● What you will do: Could you copy out the material below word for word, leaving the pictures out?

● Exercise inputs:
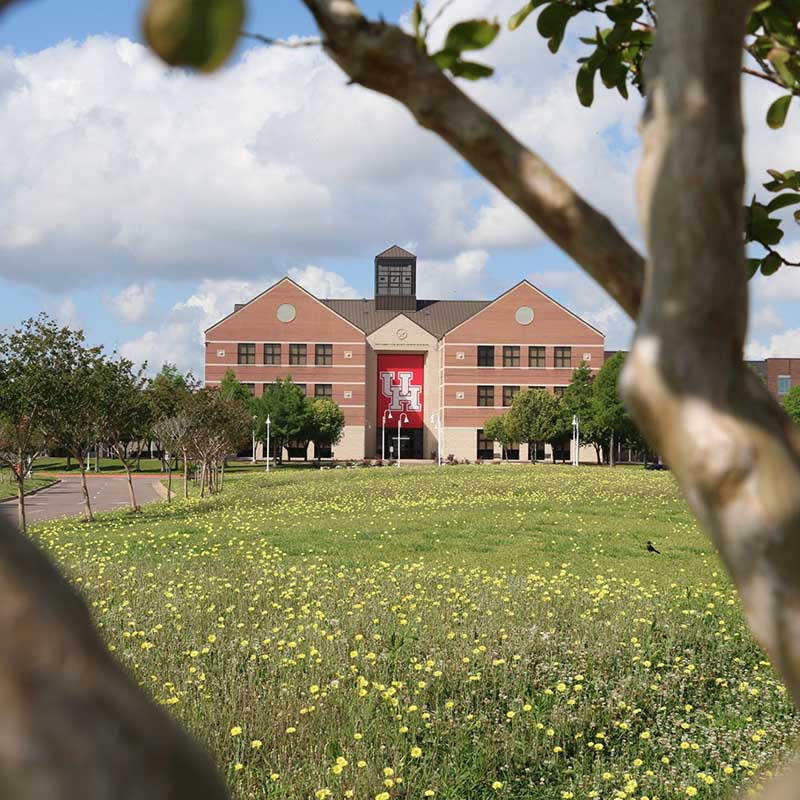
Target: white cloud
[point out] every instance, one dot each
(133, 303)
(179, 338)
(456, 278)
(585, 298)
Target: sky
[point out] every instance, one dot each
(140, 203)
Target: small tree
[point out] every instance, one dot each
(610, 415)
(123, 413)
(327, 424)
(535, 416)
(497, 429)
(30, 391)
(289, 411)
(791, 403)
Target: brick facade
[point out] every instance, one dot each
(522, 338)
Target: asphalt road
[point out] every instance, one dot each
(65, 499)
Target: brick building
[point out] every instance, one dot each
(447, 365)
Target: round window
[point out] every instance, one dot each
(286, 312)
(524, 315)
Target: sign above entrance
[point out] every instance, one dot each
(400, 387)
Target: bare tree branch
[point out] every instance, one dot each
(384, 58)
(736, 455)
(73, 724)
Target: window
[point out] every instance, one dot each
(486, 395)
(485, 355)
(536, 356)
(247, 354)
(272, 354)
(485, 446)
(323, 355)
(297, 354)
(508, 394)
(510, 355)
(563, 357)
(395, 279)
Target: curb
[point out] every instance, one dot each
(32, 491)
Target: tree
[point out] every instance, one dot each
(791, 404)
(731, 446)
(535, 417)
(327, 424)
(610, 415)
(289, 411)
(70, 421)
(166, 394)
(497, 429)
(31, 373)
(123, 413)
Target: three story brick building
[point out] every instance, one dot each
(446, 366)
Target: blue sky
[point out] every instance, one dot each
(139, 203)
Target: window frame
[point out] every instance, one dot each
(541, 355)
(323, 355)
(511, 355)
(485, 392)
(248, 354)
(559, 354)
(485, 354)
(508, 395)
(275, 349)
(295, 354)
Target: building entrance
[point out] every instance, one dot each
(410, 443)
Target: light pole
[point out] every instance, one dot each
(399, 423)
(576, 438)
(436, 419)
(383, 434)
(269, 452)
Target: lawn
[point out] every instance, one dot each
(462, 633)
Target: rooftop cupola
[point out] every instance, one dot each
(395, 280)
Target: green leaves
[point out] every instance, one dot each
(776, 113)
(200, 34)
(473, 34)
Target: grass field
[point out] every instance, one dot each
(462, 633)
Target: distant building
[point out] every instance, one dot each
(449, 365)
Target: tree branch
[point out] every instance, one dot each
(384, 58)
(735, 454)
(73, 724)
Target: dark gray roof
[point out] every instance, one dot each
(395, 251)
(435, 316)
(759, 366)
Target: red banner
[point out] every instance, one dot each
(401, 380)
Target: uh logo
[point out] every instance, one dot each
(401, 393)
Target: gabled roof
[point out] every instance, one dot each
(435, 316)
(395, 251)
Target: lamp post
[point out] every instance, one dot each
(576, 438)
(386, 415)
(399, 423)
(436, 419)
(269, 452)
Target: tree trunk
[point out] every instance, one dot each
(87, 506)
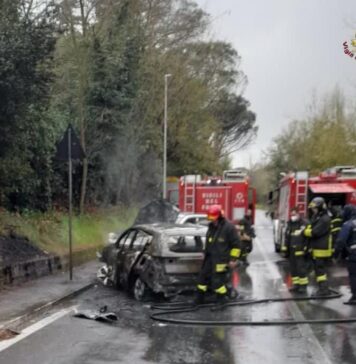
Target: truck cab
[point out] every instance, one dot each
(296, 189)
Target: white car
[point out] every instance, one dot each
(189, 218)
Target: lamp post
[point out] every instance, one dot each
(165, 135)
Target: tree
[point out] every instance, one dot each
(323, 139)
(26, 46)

● Solution to the problem:
Target: white cloud
[point out] every instance, one dot each
(133, 303)
(179, 338)
(456, 278)
(585, 298)
Target: sky
[point out] every instance, one dot each
(140, 203)
Target: small tree
[point out] every instance, one dot each
(610, 415)
(123, 413)
(327, 424)
(535, 416)
(497, 429)
(30, 391)
(289, 411)
(791, 403)
Target: brick facade
[point out] every instance, one dot each
(522, 338)
Target: asphalt road
[point out] every instance, one dot each
(65, 499)
Target: brick building
[point out] every instance, one dot each
(447, 365)
Target: round window
[point out] every instance, one dot each
(286, 312)
(524, 315)
Target: sign above entrance
[point out] every instance, one dot each
(400, 387)
Target: bare tree branch
[point out] every instance, one dot each
(384, 58)
(736, 455)
(73, 724)
Target: window
[point out] every instance, one dot each
(486, 395)
(485, 355)
(536, 356)
(247, 354)
(272, 354)
(485, 446)
(323, 355)
(297, 354)
(508, 394)
(510, 355)
(563, 357)
(395, 279)
Target: curb
[point out] every instance, one dot each
(32, 491)
Target: tree
[point out] every instance, one dot each
(791, 404)
(731, 446)
(535, 417)
(327, 424)
(610, 415)
(289, 411)
(70, 421)
(166, 394)
(497, 429)
(31, 373)
(123, 413)
Target: three story brick building
[point out] every instance, one dot each
(446, 366)
Target: blue sky
[point out] every instance, one dot each
(139, 203)
Target: window frame
[point out] every instance, one dot each
(541, 355)
(323, 355)
(511, 355)
(485, 392)
(248, 354)
(559, 354)
(485, 354)
(508, 395)
(275, 349)
(295, 354)
Target: building entrance
[point out] every instance, one dot each
(410, 443)
Target: light pole
[point out] every instance, one dot each
(399, 423)
(576, 438)
(436, 419)
(383, 434)
(269, 452)
Target: lawn
[point out] every instance, one dot each
(462, 633)
Target: rooftop cupola
[point out] every instance, one dot each
(395, 280)
Target: green leaves
[point out] every instance, one dot each
(776, 113)
(200, 34)
(473, 34)
Target: grass field
[point out] every instance, one dot each
(462, 633)
Target: distant building
[point out] every instance, one dot each
(449, 365)
Target: tree branch
[point out] every instance, one dot each
(384, 58)
(735, 454)
(73, 724)
Target: dark gray roof
[point out] every instance, one dot each
(395, 251)
(435, 316)
(759, 366)
Target: red banner
[point out] every instance, one dot each
(401, 380)
Target: uh logo
[point out] every instance, one dot each
(401, 393)
Target: gabled roof
[point out] every instance, one dot each
(435, 316)
(395, 251)
Target: lamp post
[point out] every instance, one dot each
(576, 438)
(386, 415)
(399, 423)
(436, 419)
(269, 452)
Target: tree trunk
[point out] every instance, one dot each
(87, 506)
Target: truck cab
[point out] every instance, one dot each
(296, 189)
Target: white car
[point out] every instance, one dot each
(189, 218)
Target: lamp post
[point out] every instance, one dot each
(165, 135)
Target: tree
[point out] every instance, one dot each
(323, 139)
(26, 46)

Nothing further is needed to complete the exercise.